**TRECHO DE ORIGEM**
■ ■ ■ ■ ■

Após Medida Provisória, chama a atenção que Ramos tenha escolhido puxar o freio da ambição por um lado, sem deixar de ambicionar as diretrizes de uma nova carreira por outro. A política continua presente em sua cartilha, mas dessa vez não há verbalização; há imagem, há força cênica e estética. Em outra ponta da discussão, o homem por trás do corpo de Madame Satã aponta para o musical e decide, com humildade, ressignificar as molas do mais tradicional gênero norte-americano, “colorindo” sua paleta. Com raras e pontuais exceções, Um Ano Inesquecível: Outono é um filme preto, de corpo e alma – e isso, por si só, já o faz figura dissonante dentro do seu escopo. Que o filme explore o lugar onde seus personagens estão fisicamente, emocionalmente e profissionalmente para refletir sobre algumas parcelas sociais e pelo menos duas faixas etárias distintas, é sintomático de muitas novas agendas.
Se quando Um Ano Inesquecível: Outono é colocado ao lado do que Ramos parece estar moldando para o futuro o filme já soa empolgante, quando seus signos são configurados para elucidar debates que está impresso apenas no campo do plano, configurando assim um realinhamento narrativo, o filme se intensifica. Ainda mais quando suas ideias não são planas, e precisam da intensidade do olhar para ganhar significado e sabor; parar a Avenida Paulista para um corpo de baile preto dançar na abertura de um filme é muito mais eficaz do que seus personagens efetivamente dialogam. São momentos como esse que tornam a experiência do filme difícil de classificar dentro de um projeto, e mesmo quando pensado isolado, existe uma fúria delicada sendo gestada a cada cena.

■ ■ ■ ■ ■

**LINHAS DE DADOS**
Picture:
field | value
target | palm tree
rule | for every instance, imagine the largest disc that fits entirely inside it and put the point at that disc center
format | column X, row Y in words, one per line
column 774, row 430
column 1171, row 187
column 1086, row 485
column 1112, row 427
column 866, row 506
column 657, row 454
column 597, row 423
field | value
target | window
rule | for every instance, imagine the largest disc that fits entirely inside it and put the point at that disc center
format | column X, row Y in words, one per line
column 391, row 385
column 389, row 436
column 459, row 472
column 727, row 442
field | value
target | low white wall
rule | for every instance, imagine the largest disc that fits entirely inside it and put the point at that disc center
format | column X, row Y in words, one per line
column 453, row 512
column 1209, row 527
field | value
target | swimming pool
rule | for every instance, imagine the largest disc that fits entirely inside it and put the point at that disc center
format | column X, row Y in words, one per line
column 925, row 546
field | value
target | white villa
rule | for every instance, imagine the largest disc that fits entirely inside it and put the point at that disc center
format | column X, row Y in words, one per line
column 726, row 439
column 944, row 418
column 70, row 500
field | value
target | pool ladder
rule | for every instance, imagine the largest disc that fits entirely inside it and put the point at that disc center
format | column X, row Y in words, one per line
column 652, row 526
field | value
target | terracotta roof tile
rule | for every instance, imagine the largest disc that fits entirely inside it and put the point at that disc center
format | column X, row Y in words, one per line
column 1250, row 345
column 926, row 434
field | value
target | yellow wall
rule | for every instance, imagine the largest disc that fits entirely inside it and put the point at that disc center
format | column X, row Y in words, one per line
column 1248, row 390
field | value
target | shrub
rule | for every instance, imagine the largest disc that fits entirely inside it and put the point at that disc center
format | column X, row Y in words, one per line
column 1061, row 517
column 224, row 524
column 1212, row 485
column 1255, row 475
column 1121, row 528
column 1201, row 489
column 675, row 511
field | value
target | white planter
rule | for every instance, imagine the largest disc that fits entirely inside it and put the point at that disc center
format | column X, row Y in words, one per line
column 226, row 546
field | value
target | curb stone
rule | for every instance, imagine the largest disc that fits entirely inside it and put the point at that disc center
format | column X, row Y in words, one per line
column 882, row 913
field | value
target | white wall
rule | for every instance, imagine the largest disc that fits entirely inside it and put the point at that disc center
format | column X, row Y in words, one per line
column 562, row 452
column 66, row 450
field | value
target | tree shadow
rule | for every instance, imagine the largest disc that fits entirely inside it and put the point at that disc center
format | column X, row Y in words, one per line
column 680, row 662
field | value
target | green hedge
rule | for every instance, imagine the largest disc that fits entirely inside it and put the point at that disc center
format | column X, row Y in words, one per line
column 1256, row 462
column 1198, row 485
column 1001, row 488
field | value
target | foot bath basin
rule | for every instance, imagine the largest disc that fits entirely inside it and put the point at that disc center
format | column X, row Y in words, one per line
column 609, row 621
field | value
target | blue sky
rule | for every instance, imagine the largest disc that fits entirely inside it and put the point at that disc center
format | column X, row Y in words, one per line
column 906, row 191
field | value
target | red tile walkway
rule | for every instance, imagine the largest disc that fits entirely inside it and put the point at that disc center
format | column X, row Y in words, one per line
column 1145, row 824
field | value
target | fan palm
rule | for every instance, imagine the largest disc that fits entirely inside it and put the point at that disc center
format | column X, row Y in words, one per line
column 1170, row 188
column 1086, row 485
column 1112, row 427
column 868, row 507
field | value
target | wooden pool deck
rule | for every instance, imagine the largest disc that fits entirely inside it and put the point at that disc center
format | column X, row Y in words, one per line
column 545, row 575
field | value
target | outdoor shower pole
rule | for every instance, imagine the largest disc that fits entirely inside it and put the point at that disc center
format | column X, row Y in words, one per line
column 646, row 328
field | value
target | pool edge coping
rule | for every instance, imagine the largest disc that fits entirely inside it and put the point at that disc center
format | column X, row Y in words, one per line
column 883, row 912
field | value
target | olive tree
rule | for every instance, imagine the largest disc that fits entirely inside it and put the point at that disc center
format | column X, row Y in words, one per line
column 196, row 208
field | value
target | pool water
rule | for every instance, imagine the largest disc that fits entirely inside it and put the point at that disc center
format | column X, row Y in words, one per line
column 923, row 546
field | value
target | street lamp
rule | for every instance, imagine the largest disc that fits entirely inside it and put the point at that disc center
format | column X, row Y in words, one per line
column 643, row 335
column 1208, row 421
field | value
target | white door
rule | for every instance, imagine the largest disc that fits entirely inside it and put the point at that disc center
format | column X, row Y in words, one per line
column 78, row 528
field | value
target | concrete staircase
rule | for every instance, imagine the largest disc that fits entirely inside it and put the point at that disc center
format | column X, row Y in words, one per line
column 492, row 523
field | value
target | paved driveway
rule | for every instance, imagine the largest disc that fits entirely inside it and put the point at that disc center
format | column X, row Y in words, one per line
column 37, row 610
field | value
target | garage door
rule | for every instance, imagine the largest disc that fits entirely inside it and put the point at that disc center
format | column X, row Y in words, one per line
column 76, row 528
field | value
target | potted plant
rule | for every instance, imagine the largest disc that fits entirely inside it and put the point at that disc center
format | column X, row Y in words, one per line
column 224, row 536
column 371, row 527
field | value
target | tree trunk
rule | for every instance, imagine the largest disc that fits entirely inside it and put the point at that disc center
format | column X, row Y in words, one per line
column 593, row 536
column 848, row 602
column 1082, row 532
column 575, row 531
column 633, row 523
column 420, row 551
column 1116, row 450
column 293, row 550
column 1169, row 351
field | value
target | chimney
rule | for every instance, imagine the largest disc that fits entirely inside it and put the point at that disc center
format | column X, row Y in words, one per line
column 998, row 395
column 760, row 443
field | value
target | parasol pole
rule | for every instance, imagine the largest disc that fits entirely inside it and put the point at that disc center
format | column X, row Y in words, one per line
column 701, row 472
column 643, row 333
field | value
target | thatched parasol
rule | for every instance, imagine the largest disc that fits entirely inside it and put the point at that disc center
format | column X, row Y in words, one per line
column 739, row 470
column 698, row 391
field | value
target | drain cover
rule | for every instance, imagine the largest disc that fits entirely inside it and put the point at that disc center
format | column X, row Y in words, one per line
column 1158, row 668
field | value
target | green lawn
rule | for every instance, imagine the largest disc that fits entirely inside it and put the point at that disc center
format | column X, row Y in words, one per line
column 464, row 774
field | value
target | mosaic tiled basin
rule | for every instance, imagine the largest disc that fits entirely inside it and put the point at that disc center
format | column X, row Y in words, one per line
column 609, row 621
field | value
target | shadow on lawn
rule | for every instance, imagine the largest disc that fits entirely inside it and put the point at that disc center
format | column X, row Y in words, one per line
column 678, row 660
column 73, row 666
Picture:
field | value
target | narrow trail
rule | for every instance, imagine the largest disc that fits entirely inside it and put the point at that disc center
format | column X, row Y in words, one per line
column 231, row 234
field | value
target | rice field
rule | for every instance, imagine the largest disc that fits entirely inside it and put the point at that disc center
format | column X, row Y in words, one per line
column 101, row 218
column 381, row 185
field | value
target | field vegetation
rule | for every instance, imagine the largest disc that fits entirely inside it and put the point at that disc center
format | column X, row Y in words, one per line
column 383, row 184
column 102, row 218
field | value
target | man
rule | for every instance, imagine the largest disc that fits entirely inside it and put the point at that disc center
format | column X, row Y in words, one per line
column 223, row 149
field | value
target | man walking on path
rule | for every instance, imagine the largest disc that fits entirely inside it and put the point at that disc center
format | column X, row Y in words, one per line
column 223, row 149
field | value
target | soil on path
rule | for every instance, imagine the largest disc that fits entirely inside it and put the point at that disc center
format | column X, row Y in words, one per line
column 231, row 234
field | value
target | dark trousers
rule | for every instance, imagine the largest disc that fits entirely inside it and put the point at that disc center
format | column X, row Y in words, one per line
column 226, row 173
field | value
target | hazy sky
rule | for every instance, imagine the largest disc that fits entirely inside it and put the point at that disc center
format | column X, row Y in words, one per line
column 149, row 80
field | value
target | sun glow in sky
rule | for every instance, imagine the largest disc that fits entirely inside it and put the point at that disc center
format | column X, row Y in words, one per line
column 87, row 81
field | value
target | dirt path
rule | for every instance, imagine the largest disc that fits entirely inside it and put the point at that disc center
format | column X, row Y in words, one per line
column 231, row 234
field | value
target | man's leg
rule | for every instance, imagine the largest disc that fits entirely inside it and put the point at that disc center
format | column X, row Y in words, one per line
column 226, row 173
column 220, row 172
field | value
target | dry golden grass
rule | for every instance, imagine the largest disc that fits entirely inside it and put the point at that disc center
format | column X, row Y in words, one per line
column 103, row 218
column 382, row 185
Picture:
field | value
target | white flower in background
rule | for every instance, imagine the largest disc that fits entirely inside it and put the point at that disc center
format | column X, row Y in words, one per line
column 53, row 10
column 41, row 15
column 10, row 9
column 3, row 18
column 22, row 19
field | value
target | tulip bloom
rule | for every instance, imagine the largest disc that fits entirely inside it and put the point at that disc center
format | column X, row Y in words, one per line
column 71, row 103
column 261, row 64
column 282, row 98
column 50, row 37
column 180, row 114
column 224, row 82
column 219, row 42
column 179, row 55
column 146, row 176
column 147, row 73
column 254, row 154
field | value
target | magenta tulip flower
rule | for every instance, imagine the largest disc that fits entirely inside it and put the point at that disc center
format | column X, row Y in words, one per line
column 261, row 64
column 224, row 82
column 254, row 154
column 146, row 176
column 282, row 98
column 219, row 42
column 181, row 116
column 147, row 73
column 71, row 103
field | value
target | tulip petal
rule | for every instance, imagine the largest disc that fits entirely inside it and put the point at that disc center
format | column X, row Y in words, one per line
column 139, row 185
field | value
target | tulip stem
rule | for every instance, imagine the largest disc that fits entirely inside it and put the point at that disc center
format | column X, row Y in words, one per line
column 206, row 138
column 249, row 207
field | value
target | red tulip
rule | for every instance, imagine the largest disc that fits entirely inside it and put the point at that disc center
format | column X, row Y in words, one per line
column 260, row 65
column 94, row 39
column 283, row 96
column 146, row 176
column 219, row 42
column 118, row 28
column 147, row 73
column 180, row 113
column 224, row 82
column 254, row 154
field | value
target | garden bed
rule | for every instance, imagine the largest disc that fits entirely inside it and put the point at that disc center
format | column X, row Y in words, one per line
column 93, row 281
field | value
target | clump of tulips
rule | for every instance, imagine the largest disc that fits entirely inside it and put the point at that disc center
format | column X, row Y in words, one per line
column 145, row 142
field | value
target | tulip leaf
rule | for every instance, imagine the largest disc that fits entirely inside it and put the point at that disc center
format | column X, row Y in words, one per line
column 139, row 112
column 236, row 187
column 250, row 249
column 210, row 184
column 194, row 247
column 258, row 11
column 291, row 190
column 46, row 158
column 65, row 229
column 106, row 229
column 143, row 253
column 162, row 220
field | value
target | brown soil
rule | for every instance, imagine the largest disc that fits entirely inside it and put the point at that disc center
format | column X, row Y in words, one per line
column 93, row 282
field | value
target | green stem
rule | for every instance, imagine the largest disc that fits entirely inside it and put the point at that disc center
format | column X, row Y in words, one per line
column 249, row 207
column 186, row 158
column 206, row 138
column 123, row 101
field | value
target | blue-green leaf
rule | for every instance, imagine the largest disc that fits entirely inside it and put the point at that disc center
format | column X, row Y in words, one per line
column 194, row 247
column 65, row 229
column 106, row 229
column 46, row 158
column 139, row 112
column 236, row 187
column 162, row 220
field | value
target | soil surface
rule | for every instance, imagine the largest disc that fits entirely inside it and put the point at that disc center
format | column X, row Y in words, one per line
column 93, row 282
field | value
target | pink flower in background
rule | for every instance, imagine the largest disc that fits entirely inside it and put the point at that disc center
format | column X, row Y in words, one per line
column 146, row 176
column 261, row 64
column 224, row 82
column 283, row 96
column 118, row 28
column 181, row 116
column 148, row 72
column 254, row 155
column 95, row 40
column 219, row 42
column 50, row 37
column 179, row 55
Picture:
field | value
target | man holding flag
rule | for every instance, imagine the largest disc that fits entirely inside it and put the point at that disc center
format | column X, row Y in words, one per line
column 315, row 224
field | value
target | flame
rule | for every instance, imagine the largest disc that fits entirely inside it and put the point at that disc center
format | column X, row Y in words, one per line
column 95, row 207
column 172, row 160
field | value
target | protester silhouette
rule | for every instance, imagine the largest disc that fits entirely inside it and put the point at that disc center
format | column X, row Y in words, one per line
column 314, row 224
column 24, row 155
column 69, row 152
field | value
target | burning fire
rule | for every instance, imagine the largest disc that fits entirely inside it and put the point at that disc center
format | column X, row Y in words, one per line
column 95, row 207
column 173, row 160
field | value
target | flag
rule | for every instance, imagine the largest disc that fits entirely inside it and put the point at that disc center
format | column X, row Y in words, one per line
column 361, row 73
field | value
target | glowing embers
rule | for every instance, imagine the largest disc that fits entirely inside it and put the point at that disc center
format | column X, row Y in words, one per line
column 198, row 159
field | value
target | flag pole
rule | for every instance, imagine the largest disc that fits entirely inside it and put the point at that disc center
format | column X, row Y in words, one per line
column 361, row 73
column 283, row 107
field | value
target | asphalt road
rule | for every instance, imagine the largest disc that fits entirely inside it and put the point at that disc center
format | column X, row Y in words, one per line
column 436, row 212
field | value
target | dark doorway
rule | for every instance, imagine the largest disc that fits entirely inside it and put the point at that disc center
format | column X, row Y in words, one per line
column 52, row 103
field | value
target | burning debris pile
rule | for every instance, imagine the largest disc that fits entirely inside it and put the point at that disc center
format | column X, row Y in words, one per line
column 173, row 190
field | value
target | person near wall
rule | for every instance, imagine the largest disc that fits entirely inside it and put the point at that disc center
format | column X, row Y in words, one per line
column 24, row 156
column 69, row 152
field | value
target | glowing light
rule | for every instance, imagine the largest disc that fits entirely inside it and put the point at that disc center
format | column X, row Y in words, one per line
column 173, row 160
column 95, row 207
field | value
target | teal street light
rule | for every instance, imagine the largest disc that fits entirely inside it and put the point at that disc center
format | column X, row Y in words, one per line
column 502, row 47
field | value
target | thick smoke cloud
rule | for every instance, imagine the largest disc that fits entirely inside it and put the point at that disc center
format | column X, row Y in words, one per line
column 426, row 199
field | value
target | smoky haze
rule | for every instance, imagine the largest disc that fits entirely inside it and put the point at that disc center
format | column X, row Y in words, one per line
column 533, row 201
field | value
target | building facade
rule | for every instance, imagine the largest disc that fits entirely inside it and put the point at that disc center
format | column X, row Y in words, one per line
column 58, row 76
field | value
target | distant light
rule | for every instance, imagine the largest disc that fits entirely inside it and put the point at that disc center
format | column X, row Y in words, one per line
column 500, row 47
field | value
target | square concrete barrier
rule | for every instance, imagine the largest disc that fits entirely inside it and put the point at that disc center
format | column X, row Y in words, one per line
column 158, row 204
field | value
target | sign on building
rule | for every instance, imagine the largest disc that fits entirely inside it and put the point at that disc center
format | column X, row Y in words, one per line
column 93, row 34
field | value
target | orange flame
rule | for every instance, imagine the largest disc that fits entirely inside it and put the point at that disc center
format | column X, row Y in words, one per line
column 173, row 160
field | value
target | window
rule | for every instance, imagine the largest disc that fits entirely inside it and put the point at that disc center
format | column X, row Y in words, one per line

■ ■ ■ ■ ■

**SEU OBJETIVO**
Redigite o trecho da crítica sobre o filme, começando nas palavras "Após Medida Provisória, chama" e parando logo depois de "muitas novas agendas.". Baseie-se somente no trecho, sem recorrer às linhas.

**RESPOSTA DO EXERCÍCIO**
Após Medida Provisória, chama a atenção que Ramos tenha escolhido puxar o freio da ambição por um lado, sem deixar de ambicionar as diretrizes de uma nova carreira por outro. A política continua presente em sua cartilha, mas dessa vez não há verbalização; há imagem, há força cênica e estética. Em outra ponta da discussão, o homem por trás do corpo de Madame Satã aponta para o musical e decide, com humildade, ressignificar as molas do mais tradicional gênero norte-americano, “colorindo” sua paleta. Com raras e pontuais exceções, Um Ano Inesquecível: Outono é um filme preto, de corpo e alma – e isso, por si só, já o faz figura dissonante dentro do seu escopo. Que o filme explore o lugar onde seus personagens estão fisicamente, emocionalmente e profissionalmente para refletir sobre algumas parcelas sociais e pelo menos duas faixas etárias distintas, é sintomático de muitas novas agendas.